EXERCISE PROMPT:
Extend the article about the quiet St Patrick's Day in Dublin's Temple Bar, picking up after its final sentence.

'twas a wee quiet day on St Paddy's in Temple Bar

2021-03-17 16:00:55 GMT2021-03-18 00:00:55(Beijing Time) Sina English

AFP

People pose for pictures on St Patrick’s Day in Dublin on Wednesday. Official celebrations were canceled for the second year in a row due to the coronavirus pandemic.

The cellar of The Temple Bar in central Dublin would normally be stacked head-high with enough kegs of Guinness to serve thousands of pints to revelers toasting Ireland’s patron saint.

But this St Patrick’s Day, only a smattering of empty caskets line the chilled basement of the crimson-colored pub, the cornerstone of the capital’s drinking district.

For the second year in succession, the normally raucous celebrations have been canceled by coronavirus curbs on Wednesday.

“It’s a year on now and ... we seem to be back where we started,” said publican Tom Cleary, perched on a barstool next to a Guinness tap fashioned in the shape of the Celtic harp.

“It’s sad there’s no end in sight,” he said.

“I mean, will we be here next St Patrick’s Day with the same problems?”

St Patrick’s Day is traditionally a bonanza trading day for publicans across the Republic of Ireland. Huge crowds heave into city centers, jamming pubs cheek by jowl and spilling out into the streets in an alcohol-fueled celebration.

But the global health emergency has brought Ireland’s most emblematic industry to a grinding halt.

The first case of COVID-19 was confirmed in Ireland on February 29 last year. The government asked all pubs to cease trading after March 15.

Last year, 4,534 people have died after testing positive for coronavirus in Ireland — home to just 4.9 million — and the nation is currently in the midst of its third lockdown.

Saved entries
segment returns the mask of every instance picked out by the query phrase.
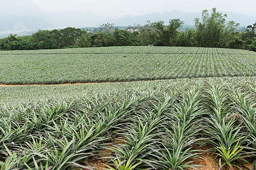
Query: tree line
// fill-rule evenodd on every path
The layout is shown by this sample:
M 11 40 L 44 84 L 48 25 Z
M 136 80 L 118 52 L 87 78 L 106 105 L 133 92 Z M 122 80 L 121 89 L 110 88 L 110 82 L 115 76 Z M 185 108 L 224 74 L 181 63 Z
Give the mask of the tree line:
M 236 31 L 238 23 L 226 21 L 226 15 L 212 8 L 205 10 L 201 19 L 195 19 L 195 29 L 179 32 L 184 24 L 179 19 L 171 19 L 168 25 L 162 21 L 144 26 L 129 26 L 126 30 L 105 24 L 95 33 L 80 28 L 40 29 L 32 35 L 10 34 L 0 39 L 0 50 L 36 50 L 111 46 L 179 46 L 228 48 L 256 51 L 256 22 L 242 32 Z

RESULT BELOW:
As case figures waned last year, pubs in certain counties and those serving food were permitted to open for short spells.

But cases surged after the government loosened restrictions ahead of Christmas, and in early January Ireland was the most infectious nation in the world, according to Oxford University data.

All pubs nationwide have now been shut since Christmas Eve and the government said they are unlikely to reopen until mid-summer.

“We’ve endured the longest most severe lockdown in Europe,” said Donall O’Keeffe, head of the Licensed Vintners Association, which represents pubs in Dublin.

“When you’ve been closed for a year, every day is an eternity.”

In Ireland, pubs and pints hold a semi-mystical status and there are signs that drinkers have sought to recreate the magic at home during the pandemic.

Police have raided numerous “shebeens” — unlicensed bars operating below the radar while the nation has been in lockdown.

More broadly there are signs of discontent in Ireland as a third lockdown stretches on.